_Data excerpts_

-------------------------

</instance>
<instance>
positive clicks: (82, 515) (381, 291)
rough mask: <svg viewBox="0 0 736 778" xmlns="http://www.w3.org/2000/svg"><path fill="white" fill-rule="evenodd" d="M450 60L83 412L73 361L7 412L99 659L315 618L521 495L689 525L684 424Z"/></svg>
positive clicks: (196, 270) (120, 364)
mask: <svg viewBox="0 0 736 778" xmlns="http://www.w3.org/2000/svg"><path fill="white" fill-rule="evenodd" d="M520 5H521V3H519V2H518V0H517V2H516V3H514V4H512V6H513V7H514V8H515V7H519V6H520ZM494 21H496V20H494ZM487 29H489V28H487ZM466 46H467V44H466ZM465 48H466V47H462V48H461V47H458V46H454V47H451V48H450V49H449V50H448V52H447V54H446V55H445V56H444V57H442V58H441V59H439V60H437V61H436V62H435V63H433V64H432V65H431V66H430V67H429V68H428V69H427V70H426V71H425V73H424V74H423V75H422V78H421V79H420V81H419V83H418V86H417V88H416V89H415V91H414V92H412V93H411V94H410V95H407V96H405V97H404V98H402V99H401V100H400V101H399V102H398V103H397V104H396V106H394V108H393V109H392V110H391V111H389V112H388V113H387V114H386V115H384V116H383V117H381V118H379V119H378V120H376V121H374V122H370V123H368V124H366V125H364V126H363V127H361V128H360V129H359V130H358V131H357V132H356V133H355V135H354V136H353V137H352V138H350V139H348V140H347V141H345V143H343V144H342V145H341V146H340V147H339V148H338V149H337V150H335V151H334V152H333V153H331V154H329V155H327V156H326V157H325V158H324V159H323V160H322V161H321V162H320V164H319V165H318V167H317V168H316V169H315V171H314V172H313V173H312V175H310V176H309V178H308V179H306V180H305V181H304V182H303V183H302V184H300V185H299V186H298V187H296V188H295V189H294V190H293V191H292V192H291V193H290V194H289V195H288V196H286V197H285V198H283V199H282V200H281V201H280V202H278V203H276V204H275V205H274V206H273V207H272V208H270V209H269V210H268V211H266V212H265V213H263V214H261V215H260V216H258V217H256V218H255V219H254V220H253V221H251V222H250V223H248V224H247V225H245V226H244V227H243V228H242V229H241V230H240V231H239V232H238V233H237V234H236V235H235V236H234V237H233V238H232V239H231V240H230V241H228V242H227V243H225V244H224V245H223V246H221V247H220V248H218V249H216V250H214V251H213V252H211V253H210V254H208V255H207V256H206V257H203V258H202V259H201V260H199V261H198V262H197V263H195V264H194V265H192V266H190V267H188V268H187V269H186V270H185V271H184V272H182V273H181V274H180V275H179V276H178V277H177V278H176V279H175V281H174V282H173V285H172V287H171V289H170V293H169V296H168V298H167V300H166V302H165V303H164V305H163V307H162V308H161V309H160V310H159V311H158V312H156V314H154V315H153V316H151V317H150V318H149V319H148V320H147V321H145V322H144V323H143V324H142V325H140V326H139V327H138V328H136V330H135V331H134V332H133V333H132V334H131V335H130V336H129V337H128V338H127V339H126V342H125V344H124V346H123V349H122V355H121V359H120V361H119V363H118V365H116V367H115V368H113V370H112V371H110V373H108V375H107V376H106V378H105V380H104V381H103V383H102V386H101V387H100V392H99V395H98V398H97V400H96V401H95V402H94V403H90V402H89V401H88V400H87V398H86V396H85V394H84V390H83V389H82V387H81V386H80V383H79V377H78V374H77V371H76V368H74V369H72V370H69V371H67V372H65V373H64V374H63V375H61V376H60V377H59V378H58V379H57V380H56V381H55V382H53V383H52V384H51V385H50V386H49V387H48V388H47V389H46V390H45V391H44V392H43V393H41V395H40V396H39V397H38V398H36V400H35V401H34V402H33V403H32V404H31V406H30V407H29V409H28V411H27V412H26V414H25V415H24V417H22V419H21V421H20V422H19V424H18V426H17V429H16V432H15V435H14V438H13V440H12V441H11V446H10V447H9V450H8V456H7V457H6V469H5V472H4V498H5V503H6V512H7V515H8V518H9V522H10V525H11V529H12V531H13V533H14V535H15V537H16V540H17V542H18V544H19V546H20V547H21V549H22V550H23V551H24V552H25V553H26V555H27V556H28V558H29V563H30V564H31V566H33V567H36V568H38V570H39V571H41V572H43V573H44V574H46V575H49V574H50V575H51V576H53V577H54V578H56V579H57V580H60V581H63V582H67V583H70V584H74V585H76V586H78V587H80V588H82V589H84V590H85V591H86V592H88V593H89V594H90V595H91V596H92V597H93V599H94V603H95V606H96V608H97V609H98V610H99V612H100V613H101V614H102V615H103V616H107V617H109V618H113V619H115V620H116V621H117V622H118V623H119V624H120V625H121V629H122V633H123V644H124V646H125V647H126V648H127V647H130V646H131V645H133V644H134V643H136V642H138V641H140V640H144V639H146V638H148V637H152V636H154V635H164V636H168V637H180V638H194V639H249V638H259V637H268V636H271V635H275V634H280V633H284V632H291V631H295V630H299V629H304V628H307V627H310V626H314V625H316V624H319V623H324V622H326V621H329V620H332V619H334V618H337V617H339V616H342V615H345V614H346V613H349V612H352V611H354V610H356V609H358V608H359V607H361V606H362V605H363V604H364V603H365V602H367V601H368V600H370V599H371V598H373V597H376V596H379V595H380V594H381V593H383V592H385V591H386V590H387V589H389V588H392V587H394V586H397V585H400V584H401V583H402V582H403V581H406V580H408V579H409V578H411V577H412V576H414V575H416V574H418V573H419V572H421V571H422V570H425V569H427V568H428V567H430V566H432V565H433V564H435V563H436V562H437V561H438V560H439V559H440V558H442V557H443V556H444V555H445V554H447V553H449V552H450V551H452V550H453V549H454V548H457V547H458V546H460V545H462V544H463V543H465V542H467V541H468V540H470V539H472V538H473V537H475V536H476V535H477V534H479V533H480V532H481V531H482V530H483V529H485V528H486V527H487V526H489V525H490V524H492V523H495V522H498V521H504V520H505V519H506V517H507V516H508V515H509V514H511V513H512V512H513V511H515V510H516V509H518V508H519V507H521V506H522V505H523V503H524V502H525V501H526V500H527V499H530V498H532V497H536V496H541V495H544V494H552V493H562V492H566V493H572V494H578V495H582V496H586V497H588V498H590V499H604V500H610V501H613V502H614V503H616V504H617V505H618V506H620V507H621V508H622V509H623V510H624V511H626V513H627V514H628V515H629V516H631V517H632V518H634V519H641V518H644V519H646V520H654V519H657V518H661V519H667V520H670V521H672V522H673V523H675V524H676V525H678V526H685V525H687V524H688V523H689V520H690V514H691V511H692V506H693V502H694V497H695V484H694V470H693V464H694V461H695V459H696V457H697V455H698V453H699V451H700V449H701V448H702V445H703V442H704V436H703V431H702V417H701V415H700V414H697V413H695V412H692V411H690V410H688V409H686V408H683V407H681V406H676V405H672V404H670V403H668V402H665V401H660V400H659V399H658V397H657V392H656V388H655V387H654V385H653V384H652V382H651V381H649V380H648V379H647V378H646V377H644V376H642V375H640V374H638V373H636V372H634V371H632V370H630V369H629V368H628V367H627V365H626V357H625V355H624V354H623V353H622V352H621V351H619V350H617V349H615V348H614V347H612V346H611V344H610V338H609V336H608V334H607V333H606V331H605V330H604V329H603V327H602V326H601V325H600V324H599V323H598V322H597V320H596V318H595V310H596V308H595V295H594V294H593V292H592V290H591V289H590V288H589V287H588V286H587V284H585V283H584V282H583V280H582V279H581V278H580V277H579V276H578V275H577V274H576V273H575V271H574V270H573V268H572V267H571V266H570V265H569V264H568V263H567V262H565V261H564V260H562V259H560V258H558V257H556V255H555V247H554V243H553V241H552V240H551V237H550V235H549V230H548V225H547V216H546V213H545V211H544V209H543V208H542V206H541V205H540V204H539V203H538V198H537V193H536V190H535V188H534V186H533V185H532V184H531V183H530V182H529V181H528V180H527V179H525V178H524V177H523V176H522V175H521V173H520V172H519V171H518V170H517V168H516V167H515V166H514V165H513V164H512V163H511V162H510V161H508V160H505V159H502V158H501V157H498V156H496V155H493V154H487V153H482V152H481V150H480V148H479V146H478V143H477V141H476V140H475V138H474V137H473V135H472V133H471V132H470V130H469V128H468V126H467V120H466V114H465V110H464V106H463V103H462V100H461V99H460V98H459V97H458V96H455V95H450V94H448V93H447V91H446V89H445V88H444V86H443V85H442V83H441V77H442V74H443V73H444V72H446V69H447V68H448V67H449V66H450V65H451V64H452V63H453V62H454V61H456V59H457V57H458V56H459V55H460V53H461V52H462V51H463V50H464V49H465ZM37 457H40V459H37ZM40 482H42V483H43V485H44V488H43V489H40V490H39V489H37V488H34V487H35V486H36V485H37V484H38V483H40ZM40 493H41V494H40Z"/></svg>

-------------------------

Return every line of the entries above that contains the string "clicks".

positive clicks: (82, 515) (381, 291)
positive clicks: (196, 270) (120, 364)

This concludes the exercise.